--- SUPPLIED MATERIAL Enclosed Below ---

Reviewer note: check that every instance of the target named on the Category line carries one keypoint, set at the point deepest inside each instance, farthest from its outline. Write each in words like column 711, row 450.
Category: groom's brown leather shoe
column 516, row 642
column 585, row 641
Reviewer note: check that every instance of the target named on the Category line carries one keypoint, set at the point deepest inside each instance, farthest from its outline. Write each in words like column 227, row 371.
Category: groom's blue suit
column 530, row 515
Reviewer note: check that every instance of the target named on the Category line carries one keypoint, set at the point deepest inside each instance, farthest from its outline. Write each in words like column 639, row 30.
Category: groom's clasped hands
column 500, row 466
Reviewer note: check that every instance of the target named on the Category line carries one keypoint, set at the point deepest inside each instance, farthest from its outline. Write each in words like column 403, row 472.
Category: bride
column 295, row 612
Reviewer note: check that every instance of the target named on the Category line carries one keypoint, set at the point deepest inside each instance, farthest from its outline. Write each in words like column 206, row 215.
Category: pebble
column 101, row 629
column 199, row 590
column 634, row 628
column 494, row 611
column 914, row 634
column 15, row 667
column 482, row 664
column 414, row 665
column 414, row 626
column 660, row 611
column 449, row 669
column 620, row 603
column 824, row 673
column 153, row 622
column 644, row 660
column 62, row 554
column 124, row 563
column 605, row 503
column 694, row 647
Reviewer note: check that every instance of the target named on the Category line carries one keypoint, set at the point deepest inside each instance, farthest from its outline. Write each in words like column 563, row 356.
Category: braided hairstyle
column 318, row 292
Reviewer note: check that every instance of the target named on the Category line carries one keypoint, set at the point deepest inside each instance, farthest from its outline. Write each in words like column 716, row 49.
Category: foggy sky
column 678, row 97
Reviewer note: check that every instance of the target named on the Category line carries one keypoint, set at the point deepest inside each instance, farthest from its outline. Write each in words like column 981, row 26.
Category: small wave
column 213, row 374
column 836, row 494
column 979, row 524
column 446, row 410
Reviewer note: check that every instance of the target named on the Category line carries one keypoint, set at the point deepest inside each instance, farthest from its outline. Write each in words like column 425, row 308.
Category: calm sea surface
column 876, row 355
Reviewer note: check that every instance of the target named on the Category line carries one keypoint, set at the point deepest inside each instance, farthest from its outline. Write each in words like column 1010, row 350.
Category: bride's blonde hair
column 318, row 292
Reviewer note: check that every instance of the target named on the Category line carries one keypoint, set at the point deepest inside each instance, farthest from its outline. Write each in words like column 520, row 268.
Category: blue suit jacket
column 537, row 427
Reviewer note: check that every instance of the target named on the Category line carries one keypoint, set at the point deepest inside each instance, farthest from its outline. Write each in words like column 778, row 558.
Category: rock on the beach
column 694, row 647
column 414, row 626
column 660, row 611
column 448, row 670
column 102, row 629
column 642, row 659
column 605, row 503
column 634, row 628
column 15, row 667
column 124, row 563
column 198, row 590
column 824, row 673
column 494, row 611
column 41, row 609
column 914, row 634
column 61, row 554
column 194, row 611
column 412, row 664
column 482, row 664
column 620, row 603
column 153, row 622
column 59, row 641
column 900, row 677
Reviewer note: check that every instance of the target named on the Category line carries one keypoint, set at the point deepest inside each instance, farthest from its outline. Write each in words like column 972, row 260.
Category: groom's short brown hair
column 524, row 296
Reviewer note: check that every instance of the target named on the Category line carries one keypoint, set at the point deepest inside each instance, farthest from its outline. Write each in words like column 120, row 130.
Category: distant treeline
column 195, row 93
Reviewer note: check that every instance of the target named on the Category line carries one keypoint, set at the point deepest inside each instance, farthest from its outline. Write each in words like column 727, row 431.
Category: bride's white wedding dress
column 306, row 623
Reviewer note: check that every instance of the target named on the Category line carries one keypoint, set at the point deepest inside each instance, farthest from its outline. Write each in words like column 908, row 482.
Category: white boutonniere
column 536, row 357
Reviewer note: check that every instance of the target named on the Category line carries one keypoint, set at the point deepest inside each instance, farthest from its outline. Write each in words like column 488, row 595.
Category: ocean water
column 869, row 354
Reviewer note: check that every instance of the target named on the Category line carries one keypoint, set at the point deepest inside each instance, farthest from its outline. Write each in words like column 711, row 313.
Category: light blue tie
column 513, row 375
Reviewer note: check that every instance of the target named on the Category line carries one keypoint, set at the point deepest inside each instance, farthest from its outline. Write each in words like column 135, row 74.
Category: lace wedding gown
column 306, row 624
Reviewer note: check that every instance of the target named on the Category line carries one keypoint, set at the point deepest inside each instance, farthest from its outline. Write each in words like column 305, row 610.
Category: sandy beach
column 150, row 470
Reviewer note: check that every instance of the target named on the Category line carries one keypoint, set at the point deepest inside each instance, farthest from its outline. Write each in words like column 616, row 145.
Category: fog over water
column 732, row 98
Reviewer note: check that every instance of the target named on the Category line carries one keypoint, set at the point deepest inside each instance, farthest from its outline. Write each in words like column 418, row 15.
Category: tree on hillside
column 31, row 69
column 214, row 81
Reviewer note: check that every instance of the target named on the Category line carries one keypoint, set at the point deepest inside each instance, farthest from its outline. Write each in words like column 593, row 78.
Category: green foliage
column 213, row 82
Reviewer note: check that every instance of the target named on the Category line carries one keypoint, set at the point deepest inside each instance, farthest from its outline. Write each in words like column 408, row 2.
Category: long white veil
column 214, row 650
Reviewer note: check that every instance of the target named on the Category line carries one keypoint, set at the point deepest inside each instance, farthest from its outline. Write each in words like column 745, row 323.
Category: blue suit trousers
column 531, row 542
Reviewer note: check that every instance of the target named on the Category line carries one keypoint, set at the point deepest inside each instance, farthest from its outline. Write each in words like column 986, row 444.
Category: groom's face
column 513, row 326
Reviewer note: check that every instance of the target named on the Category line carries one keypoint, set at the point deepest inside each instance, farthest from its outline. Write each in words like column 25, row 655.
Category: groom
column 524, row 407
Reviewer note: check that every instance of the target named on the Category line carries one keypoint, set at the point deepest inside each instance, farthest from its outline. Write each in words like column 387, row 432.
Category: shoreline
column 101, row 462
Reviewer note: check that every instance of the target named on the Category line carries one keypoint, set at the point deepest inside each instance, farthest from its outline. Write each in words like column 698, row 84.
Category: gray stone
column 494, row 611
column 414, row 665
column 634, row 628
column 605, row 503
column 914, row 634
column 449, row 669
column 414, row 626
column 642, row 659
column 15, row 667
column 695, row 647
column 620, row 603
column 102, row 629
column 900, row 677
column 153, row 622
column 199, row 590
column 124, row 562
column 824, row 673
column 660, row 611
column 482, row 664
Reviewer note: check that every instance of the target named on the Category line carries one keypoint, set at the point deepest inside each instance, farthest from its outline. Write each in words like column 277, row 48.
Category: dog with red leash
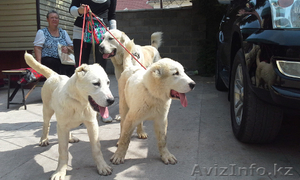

--- End of Enclosed SUPPLIED MATERIAL ---

**TASK BRIEF**
Output the records above character for character, but leave each image out.

**SOLVED PROBLEM**
Reviewer note: check that every instance of the target named on the Category line carries one keypoint, set at the point deepest inside each instance, farthest from its outline. Write each in words like column 711, row 450.
Category: groom's brown leather shoe
column 516, row 642
column 585, row 641
Reviewer note: check that every instance of the target named on the Category line carries one keypoint, set at the point deepest inside each instance, farthest from its outline. Write each in words like column 227, row 371.
Category: groom's blue suit
column 530, row 515
Reviewer note: check that every instance of the target named on the Category line carries one keypoint, set at the point deepest inside each instance, farthest from its outline. Write each in words like column 639, row 30.
Category: groom's clasped hands
column 500, row 466
Reviewer note: check that every instance of the target named on the Category line carries one keypoint, set at the point deepest inside each instance, farthest from its outline. Write each in words like column 403, row 472.
Category: bride
column 295, row 612
Reviewer note: check that every instance of the target named on the Category line carries one keypoint, set at the point deepest inside each instance, farthest from its outline. Write each in words like column 206, row 215.
Category: pebble
column 101, row 629
column 199, row 590
column 634, row 628
column 494, row 611
column 914, row 634
column 15, row 667
column 482, row 664
column 414, row 665
column 414, row 626
column 660, row 611
column 449, row 669
column 620, row 603
column 824, row 673
column 153, row 622
column 644, row 660
column 62, row 554
column 124, row 563
column 605, row 503
column 694, row 647
Reviewer note: check that every instance of the target named on the Category line carries one keypoint, set at the point deepest inside each instance, farthest from its outline. Write each in words like column 563, row 356.
Category: braided hairstyle
column 318, row 292
Reviewer note: check that every instance of the target named on the Category line carries one keypoint, set at the point deepest inside each instance, farthest from its outline. Write each in words like column 716, row 49.
Category: foggy sky
column 678, row 97
Reviewer note: check that every instance of the target named on the Category line carries one keypoint, set at the point deepest inside each instance, farthest from its outline. Write each in words like column 981, row 26.
Category: small wave
column 213, row 374
column 836, row 494
column 979, row 524
column 446, row 410
Reviewer note: check that every instance of the target named on the Category line carries one keypoint, set at the point deepest inside each instance, farthest from its outline. Write each in words like column 425, row 308.
Category: calm sea surface
column 876, row 355
Reviewer note: check that every instance of the target named on the Category line carries one keypoint, set at the point deepest inside each instance, farthest from its outline. Write each in words like column 1010, row 350.
Category: bride's blonde hair
column 318, row 292
Reviewer note: check that every instance of the target named on the Category line carries one keypoint, set at the point deepest inside each instance, farthest from its outline. Write each in words like column 520, row 268.
Category: blue suit jacket
column 537, row 427
Reviewer note: check that every instance of the target named on the Category line carries one keypoint, set at the point deepest inside each instance, farthest from its outline. Write each in words like column 778, row 558.
Category: rock on the beach
column 694, row 647
column 414, row 626
column 660, row 611
column 448, row 670
column 102, row 629
column 642, row 659
column 605, row 503
column 634, row 628
column 15, row 667
column 124, row 563
column 198, row 590
column 824, row 673
column 494, row 611
column 41, row 609
column 914, row 634
column 61, row 554
column 194, row 611
column 412, row 664
column 482, row 664
column 620, row 603
column 153, row 622
column 59, row 641
column 900, row 677
Reviewer note: check that every instance of the target named on the Category line carries one keypoint, set at the point deepest inside each instance, farthest from its outline. Write each in words like column 972, row 260.
Category: groom's short brown hair
column 524, row 296
Reviewer note: check that every instance of the target named on the Category line carries one keypoint, set at the point deepest inside each instance, farthest from its outline. Write each in words like column 120, row 130.
Category: distant treeline
column 195, row 93
Reviewer note: check that every instance of the target named on the Category line carries one keypoint, set at the point deepest inside each instance, farthest from its outline. Write each in words like column 727, row 431.
Category: bride's white wedding dress
column 306, row 623
Reviewer note: check that every instance of the target named on the Category line carries one keypoint, set at the point deepest inside each instance, farthest from its outline. Write each in words like column 908, row 482.
Category: white boutonniere
column 536, row 357
Reviewer note: check that every instance of the target named on the Category line carries one keypoint, set at the point deepest inside each instance, farthest from its outline. Write each in words like column 488, row 595.
Category: ocean water
column 869, row 354
Reviewer note: check that every instance of the target named on the Category line carries one keypoint, set at the point deepest inside each instance, farthest from its outline. Write each in words like column 711, row 313.
Category: light blue tie
column 513, row 375
Reviewer note: check that every instance of the target named on the Category line carries one keypoint, set at the point deepest inside each instance, farthest from its outline. Write each in words like column 135, row 74.
Category: lace wedding gown
column 306, row 624
Reviewer note: check that every instance of the target named on the Category line carries one keypoint, set at the point deepest inside each instance, farthest from its outline. Write each in words like column 305, row 610.
Category: sandy beach
column 150, row 470
Reviewer note: check that every instance of the target named on the Category line carries one keypoint, set at the point deepest inside each instance, farthest from its outline. Write each in words like column 616, row 145.
Category: fog over water
column 732, row 98
Reviewer note: check that every instance of the target named on the Category line carries one keypoint, set at the point deepest inside each instance, farthest from its outline. Write each in words like column 418, row 15.
Category: tree on hillside
column 31, row 69
column 214, row 81
Reviewer note: check that every instance of the target named on the Category line carries one keypoint, set at the point deepest inside each instance, farthest from its outline. Write each in words like column 593, row 78.
Category: green foliage
column 213, row 82
Reviewer note: check that every instance of the target named on the Category line carries one keypoint, set at the point deepest inside each instance, farthest from its outline. Write each in words like column 408, row 2.
Category: long white veil
column 214, row 650
Reviewer note: check that every instance of the target named on the Category line carries one keypoint, set at the point deepest inside each instance, farthest from its outline. Write each in words like column 745, row 323.
Category: blue suit trousers
column 531, row 542
Reviewer note: check that every instance of the target named on the Category line carries one keypoint, set at the point deepest inside each instance, farthest from its outline. Write each in words like column 986, row 444.
Category: groom's face
column 513, row 326
Reviewer note: check that every instance of the target named on the Category line carries one keypoint, set at the point deepest inside each instance, farthest from its outline. Write each in words like column 25, row 655.
Category: groom
column 524, row 407
Reviewer note: check that every instance of the target named on the Category line carries one keypoint, set at the point deepest inside each instance, farthest from its outline. Write each in words like column 387, row 432.
Category: shoreline
column 101, row 462
Reviewer note: check that every instance of the target named on the Category line carries one keypoint, set at the point deepest inside each instance, farthest from its outline. Write each in words like column 698, row 84.
Category: gray stone
column 494, row 611
column 414, row 665
column 634, row 628
column 605, row 503
column 914, row 634
column 449, row 669
column 414, row 626
column 642, row 659
column 15, row 667
column 695, row 647
column 620, row 603
column 102, row 629
column 900, row 677
column 153, row 622
column 199, row 590
column 124, row 562
column 824, row 673
column 660, row 611
column 482, row 664
Reviewer note: check that every instance of the target named on the Category line carries one keypoint, set at the point deepest inside each instance, farthest from its outline. Write each in words like column 277, row 48.
Category: dog with red leash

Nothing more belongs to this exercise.